C’est tout le sens de la scène de fin où Neïla se transforme en agent des institutions, et cherche à « dresser » ceux qui refusent les « manières » par une valorisation excessive de leur virilité et un rejet total des représentants de l’Etat, en leur faisant intégrer des pratiques linguistiques et gestuelles normalisées. Cette fin, dont on peut discuter le sous-texte idéologique, envisage la réconciliation par l’intériorisation et le respect total des normes légitimes définies par les institutions, et cette uniformisation ne pourra s’accomplir que par le biais d’agents issus de groupes sociaux défavorisés qui opéreront le transfert de légitimité de la parole d’un cadre donné (la cité, les espaces « populaires ») à un autre (les instances de l’Etat). A chacun de juger de son accord avec ces vues.
____________
TRAVAIL À FAIRE:
a) D'après l'extrait, en quoi Neïla se transforme-t-elle dans la scène de fin ?
b) Modifiez le passage de l'extrait allant de « C’est tout le » à « avec ces vues. » en remplaçant « scène de fin » par « séquence finale ».

[Items issus d'une source de données]
____________
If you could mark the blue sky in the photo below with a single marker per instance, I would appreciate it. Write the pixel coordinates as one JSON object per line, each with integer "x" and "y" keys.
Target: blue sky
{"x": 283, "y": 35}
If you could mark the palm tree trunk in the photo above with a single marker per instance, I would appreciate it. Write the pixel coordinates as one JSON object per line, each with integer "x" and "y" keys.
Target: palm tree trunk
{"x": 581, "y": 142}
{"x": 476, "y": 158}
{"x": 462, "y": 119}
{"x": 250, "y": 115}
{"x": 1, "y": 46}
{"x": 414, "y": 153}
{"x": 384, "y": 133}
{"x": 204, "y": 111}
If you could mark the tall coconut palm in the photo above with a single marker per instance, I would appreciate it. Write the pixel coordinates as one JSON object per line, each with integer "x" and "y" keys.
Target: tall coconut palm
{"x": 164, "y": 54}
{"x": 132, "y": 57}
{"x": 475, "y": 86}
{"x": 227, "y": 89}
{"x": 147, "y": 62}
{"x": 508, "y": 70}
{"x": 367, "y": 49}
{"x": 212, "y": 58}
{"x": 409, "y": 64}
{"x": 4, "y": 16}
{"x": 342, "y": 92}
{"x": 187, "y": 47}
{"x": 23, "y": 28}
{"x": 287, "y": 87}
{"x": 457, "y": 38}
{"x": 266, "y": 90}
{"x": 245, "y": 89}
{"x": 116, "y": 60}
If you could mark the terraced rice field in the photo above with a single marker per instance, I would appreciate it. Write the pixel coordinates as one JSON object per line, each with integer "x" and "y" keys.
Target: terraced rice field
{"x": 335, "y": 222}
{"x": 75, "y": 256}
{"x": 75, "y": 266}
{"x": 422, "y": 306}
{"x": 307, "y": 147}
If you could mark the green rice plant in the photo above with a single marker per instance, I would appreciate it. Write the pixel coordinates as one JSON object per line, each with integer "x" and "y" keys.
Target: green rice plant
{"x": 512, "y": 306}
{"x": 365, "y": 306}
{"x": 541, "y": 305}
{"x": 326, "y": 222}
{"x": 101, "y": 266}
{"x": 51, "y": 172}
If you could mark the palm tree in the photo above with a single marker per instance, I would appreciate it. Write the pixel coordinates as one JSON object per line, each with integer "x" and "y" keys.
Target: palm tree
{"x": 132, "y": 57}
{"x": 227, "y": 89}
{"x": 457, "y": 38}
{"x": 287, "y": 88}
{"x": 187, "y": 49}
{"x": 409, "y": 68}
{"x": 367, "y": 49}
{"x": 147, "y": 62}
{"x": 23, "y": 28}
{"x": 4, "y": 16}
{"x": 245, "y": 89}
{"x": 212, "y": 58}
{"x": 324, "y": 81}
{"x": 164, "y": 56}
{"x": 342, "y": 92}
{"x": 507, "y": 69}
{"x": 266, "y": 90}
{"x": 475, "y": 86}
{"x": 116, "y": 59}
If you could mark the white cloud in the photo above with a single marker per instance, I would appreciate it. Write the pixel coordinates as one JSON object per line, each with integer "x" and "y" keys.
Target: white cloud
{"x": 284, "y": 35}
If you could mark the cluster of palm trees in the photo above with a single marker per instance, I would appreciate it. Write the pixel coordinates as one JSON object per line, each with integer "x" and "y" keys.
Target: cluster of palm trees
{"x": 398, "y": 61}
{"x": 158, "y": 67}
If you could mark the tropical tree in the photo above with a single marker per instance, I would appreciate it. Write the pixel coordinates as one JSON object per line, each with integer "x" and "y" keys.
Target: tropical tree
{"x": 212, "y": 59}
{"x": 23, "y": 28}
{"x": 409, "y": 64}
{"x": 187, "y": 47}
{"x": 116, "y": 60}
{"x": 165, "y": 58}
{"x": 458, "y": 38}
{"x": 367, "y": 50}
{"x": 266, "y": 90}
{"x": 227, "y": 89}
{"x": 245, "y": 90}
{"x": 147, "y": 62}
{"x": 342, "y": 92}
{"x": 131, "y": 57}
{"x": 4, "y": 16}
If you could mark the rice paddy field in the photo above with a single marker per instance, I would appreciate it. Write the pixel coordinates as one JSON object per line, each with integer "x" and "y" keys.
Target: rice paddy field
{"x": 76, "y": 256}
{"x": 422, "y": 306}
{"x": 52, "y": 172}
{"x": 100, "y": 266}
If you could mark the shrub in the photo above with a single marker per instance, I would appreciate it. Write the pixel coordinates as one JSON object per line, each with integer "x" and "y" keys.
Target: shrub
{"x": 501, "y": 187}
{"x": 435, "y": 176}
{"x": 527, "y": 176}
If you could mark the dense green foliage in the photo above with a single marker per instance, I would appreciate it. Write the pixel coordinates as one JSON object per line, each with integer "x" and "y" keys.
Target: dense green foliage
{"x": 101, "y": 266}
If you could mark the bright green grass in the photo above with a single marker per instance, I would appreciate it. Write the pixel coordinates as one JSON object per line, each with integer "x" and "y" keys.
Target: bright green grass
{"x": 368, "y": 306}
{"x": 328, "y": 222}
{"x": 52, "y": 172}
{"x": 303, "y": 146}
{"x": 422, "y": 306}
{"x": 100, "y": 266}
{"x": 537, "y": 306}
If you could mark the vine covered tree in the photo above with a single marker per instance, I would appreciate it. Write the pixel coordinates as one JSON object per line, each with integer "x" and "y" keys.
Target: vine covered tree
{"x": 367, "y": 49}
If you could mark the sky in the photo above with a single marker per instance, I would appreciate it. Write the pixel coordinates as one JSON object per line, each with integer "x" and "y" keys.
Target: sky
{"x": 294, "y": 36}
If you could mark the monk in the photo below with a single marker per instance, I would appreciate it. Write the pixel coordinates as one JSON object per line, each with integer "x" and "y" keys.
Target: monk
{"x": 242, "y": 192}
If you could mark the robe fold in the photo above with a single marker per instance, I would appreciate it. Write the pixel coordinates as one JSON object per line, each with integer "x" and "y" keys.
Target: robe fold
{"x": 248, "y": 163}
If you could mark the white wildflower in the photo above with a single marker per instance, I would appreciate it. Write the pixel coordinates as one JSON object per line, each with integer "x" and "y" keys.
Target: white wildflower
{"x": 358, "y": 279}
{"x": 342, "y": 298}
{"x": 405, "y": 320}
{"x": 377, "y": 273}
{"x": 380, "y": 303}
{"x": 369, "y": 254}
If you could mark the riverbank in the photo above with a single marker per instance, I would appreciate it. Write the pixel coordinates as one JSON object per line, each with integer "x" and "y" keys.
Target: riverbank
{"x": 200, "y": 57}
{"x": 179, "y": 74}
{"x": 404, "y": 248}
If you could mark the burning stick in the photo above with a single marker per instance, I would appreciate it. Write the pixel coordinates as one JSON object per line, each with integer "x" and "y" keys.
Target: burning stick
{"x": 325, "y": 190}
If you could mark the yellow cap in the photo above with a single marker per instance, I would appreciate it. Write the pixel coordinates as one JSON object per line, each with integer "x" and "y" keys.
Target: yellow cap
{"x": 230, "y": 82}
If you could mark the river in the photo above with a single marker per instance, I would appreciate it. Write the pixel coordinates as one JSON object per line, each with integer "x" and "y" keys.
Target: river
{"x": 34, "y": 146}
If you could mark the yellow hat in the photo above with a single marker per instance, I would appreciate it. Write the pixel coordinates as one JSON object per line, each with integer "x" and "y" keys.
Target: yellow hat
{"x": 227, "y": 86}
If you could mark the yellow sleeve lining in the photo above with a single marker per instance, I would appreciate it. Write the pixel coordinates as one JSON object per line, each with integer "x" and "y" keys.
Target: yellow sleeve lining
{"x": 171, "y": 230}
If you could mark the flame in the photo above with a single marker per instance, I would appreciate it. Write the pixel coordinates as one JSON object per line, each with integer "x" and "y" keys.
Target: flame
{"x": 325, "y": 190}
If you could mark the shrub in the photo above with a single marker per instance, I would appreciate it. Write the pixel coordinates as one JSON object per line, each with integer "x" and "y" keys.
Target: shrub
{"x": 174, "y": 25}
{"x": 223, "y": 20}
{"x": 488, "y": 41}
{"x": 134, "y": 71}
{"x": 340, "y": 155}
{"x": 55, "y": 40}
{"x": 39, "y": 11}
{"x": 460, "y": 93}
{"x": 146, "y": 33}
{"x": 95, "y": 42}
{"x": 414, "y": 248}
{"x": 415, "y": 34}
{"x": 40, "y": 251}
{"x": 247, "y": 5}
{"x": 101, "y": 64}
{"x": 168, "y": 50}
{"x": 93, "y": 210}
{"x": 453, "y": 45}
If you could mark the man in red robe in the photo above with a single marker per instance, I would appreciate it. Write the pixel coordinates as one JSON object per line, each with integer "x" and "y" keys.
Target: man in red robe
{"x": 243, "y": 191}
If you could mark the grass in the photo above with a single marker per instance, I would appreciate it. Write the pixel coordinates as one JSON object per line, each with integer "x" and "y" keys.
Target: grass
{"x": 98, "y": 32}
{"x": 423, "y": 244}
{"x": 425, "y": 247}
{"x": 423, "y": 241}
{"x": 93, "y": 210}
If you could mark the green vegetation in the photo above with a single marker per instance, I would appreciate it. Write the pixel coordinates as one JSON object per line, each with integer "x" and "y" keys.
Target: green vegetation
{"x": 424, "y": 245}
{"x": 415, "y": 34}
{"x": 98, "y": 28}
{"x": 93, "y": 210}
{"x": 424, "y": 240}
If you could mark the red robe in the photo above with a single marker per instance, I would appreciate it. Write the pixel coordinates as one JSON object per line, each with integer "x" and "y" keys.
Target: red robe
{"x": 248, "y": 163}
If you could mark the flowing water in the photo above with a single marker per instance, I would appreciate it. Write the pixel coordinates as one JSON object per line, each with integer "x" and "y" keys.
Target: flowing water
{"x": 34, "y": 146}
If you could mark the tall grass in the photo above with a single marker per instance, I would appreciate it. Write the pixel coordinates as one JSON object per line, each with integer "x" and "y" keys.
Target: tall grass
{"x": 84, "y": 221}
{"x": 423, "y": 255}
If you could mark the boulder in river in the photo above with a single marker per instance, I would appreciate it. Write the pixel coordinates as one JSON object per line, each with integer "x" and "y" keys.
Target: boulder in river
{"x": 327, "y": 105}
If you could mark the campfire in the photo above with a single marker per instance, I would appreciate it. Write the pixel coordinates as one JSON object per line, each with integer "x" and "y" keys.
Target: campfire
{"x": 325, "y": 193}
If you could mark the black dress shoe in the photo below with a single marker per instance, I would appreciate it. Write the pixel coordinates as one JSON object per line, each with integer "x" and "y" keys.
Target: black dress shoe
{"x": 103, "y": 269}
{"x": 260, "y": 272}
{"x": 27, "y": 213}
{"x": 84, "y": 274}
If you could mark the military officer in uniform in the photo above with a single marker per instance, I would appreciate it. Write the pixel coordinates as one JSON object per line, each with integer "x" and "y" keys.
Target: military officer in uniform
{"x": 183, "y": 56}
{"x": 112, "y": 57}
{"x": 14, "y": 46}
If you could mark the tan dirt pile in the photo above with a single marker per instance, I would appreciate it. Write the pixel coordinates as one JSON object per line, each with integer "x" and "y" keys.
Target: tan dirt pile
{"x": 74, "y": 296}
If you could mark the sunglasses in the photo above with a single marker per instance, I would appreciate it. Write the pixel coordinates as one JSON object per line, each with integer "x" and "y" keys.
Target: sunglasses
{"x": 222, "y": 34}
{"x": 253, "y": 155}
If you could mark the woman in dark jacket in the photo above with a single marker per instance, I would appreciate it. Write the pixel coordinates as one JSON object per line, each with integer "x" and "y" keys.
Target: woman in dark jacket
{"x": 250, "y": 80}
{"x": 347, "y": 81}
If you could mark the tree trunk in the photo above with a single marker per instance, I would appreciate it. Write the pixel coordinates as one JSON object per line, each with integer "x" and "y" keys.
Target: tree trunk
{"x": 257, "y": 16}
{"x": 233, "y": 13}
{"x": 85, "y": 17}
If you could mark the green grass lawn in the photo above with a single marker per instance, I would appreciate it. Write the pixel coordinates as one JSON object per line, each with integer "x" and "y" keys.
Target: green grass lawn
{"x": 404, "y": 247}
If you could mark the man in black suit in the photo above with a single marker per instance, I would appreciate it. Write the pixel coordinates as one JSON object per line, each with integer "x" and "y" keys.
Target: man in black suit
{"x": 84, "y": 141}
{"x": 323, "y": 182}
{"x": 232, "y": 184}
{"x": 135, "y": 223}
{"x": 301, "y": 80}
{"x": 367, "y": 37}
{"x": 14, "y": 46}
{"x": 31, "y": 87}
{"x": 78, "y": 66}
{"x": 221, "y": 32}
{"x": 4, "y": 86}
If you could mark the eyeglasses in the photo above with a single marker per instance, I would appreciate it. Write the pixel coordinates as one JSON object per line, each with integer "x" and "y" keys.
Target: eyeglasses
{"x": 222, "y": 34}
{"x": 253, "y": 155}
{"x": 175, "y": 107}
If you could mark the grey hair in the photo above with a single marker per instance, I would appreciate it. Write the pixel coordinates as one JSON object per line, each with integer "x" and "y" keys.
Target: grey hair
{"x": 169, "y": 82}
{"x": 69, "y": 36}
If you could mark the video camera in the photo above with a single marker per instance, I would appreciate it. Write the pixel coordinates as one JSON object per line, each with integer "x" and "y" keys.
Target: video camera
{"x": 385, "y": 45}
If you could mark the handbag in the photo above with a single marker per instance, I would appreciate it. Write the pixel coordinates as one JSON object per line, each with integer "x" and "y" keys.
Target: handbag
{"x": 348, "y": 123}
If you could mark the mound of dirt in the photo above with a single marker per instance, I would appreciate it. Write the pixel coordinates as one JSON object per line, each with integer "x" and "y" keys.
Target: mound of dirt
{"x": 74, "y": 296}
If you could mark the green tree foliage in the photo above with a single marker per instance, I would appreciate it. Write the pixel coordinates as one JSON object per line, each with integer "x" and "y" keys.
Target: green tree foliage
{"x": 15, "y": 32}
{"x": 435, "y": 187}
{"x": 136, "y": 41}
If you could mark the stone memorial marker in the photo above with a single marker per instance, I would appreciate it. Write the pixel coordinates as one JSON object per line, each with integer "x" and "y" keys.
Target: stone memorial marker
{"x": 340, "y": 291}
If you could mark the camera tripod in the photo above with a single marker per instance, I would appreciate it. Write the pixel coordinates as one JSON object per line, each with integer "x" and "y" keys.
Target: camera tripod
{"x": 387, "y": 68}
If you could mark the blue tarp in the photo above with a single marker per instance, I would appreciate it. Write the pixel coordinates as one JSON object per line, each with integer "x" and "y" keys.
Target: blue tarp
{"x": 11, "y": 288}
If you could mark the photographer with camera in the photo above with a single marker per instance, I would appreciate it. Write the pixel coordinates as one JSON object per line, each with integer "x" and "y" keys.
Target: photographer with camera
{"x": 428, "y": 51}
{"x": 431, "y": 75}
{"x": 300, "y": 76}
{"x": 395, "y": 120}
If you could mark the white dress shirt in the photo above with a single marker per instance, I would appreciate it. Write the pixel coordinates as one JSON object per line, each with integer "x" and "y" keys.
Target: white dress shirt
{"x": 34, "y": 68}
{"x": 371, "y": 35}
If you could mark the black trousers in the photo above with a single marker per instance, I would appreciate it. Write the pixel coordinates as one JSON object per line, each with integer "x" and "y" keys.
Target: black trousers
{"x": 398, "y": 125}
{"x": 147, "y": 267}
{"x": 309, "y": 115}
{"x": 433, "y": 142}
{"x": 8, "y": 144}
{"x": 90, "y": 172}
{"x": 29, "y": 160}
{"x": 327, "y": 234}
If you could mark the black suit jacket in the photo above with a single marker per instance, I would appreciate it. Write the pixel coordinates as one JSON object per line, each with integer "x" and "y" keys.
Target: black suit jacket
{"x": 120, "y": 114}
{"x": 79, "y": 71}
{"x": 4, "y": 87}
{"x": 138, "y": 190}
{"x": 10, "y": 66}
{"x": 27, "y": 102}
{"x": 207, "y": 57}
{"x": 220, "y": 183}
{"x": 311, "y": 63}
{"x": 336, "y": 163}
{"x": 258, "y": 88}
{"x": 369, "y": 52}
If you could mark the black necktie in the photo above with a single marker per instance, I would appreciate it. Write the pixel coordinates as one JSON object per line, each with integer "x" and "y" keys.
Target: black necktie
____________
CORRIGÉ DES EXERCICES:
a) En agent des institutions.

b)
C’est tout le sens de la séquence finale où Neïla se transforme en agent des institutions, et cherche à « dresser » ceux qui refusent les « manières » par une valorisation excessive de leur virilité et un rejet total des représentants de l’Etat, en leur faisant intégrer des pratiques linguistiques et gestuelles normalisées. Cette fin, dont on peut discuter le sous-texte idéologique, envisage la réconciliation par l’intériorisation et le respect total des normes légitimes définies par les institutions, et cette uniformisation ne pourra s’accomplir que par le biais d’agents issus de groupes sociaux défavorisés qui opéreront le transfert de légitimité de la parole d’un cadre donné (la cité, les espaces « populaires ») à un autre (les instances de l’Etat). A chacun de juger de son accord avec ces vues.